= Tasks to complete =
A: Decide whether each statement below agrees with the article on gender in Canada's Parliament. Answer yes or no for each, and quote the words from the article that settle it.
(i) Women make up 20-25% of Parliament.
(ii) The share of words spoken by women fell between 1994 and 2017.
(iii) The increase in women's involvement comes mainly from cabinet appointments.
B: Continue the article on gender in Canada's Parliament from its last sentence.

━━━━━ Page extract

Parliament's gender problem

11 minute read Published:

A look at digital copies of Canadian parliamentary debates 1994--2017, showing gender imbalance in both number of speakers and time pattern of speakers.

(Preface: I’m 🇨🇦 but idk anything about parliament and dk what a hansard was before I started this. So if you see something wrong, get the code from github and diy!)


  1. Women make up 20-25% of Parliament
  2. Number of words spoken by women increases from 1994–2017 from 15% to 28%
  3. Increase mainly comes from doubling involvement in routine government business
  4. Nice to have Trudeau’s gender-balanced cabinet, but female MPs are also becoming more involved in day-to-day operations

(Click to skip to the important pictures.)


When it comes to equality, Canada likes to talk a big game. What really happens in Parliament? Of course Trudeau likes to play up his female cabinet (extra props go to Chrystia Freeland for not capitulating to that weird Belgian area that was holding up the Canada-EU trade agreement, and I hope she can handle you-who-know and NAFTA too, although she switched from trade to foreign affairs).

━━━━━━━━━━
━━━━━ Extracted material

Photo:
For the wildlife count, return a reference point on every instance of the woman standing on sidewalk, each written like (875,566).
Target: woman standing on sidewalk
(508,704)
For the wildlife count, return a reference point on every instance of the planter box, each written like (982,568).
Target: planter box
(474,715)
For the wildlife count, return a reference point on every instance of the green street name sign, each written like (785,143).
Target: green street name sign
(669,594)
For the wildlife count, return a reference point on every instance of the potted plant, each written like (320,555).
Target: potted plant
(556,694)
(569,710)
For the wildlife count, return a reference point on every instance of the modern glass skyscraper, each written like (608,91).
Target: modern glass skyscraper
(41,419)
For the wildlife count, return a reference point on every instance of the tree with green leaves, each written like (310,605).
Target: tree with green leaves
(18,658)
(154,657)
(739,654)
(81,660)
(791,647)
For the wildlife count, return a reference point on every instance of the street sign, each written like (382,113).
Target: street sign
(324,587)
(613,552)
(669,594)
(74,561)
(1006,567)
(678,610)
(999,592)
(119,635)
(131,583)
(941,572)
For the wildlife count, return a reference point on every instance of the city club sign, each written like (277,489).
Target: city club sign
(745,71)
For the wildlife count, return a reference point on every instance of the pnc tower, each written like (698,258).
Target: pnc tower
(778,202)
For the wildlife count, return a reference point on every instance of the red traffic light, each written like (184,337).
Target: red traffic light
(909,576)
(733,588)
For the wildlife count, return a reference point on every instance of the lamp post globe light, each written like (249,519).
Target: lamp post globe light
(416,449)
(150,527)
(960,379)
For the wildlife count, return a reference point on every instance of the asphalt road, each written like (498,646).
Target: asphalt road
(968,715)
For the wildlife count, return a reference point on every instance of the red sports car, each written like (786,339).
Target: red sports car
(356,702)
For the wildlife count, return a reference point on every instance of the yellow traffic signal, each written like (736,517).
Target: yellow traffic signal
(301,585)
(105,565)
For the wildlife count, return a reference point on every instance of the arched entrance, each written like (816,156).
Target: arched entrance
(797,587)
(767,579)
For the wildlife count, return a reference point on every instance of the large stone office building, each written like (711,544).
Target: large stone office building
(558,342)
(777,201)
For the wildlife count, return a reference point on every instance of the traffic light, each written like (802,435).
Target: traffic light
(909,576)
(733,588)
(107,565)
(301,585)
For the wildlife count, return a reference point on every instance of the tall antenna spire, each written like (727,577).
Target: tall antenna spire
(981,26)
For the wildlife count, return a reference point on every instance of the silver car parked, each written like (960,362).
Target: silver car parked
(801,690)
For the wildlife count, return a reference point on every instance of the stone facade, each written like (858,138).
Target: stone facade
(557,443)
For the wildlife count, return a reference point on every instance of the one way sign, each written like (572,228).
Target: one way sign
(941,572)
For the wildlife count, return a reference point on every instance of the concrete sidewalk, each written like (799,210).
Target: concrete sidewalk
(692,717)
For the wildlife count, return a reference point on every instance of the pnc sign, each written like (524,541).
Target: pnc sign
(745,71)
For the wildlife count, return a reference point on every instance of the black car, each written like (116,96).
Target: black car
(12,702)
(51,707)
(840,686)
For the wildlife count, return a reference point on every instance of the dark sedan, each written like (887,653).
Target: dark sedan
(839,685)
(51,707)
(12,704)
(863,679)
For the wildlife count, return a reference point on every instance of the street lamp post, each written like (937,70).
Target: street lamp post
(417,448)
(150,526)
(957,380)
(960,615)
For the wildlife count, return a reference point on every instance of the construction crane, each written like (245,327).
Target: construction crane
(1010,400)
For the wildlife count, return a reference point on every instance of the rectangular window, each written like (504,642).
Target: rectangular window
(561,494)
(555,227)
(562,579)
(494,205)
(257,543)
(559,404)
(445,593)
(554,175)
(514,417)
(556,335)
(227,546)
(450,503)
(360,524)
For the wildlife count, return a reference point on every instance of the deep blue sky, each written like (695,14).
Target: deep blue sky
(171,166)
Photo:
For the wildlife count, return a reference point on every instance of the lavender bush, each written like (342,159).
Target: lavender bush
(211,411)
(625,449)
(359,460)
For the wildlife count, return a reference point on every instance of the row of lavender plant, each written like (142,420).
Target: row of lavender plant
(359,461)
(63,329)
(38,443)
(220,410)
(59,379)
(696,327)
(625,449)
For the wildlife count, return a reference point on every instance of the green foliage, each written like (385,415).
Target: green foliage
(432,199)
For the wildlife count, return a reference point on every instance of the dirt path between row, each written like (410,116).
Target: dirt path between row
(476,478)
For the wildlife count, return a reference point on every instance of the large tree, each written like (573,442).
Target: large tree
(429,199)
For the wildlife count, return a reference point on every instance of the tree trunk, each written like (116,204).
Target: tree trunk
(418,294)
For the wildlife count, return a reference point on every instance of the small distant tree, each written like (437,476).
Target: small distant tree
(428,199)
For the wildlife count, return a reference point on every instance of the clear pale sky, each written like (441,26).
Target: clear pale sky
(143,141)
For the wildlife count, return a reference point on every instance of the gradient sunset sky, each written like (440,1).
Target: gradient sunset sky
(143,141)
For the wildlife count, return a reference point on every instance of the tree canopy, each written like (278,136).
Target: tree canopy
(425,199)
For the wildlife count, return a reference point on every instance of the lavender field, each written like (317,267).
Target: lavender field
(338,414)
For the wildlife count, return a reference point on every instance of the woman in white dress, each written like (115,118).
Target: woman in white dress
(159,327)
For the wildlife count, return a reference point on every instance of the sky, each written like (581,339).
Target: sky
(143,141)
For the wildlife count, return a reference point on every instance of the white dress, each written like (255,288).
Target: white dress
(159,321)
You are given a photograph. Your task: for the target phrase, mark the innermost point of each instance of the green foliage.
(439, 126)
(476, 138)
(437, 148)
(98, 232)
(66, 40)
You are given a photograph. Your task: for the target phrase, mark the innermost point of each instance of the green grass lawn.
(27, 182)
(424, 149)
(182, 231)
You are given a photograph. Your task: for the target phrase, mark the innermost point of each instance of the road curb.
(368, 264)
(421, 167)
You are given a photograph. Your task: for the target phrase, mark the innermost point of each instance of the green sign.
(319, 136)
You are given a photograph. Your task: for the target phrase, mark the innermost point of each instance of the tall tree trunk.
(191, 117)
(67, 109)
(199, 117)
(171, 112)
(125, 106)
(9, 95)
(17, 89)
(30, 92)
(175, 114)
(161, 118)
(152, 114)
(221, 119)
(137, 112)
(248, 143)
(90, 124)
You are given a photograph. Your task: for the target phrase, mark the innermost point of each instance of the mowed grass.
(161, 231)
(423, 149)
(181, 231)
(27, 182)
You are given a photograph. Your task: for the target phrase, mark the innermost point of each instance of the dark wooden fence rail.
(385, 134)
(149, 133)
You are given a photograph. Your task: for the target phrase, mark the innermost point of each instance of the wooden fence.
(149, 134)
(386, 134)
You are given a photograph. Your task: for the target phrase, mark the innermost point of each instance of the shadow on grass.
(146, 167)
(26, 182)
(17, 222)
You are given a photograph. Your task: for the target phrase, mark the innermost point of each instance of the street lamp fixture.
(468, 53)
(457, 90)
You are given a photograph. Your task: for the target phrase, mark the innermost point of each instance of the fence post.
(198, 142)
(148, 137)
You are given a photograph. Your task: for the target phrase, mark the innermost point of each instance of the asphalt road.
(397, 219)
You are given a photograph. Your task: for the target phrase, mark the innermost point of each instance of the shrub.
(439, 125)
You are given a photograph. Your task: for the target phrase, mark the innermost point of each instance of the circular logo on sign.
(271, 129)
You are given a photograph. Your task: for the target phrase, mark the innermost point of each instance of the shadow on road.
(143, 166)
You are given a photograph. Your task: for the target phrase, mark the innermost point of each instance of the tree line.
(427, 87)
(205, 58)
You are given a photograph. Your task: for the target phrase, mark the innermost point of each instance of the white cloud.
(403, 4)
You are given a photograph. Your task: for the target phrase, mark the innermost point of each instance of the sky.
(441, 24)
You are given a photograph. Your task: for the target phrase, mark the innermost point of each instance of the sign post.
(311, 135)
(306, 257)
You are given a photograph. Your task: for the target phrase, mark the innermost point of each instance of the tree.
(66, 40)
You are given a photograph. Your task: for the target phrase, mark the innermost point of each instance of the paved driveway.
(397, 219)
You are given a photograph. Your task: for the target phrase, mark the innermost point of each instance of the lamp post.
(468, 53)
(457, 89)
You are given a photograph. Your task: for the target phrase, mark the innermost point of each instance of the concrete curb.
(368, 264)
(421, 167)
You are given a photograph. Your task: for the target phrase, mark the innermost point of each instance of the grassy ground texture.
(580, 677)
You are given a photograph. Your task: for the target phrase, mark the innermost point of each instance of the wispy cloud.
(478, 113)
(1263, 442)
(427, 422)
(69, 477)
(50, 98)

━━━━━━━━━━

= Answers for the tasks =
A:
(i) Yes: "Women make up 20-25% of Parliament"
(ii) No: "Number of words spoken by women increases from 1994–2017 from 15% to 28%"
(iii) No: "Increase mainly comes from doubling involvement in routine government business"

B:
But you don’t need to take anyone’s word for it; we have data on gender and parliament. What does it say? On one hand, we just set a record for female MPs in the 2015 election! On the other hand, that record is still only 26%. Uh. Not great. But that’s only part of the story. A gender-balance cabinet helps (Trudeau appointed 15 female ministers out of a 30 minister cabinet). But what actually happens when parliament gets down to business?

The data:

Michael Mulley (not a government employee, that would be too obvious) gathered all the parliament data and made a website! You can go to the site or the project’s github page to see what’s up. There’s an API to access the data, but I had no idea how parliament works or what I was looking for, so I downloaded a PostgreSQL copy of the database to go through on my own. It’s about 4GB.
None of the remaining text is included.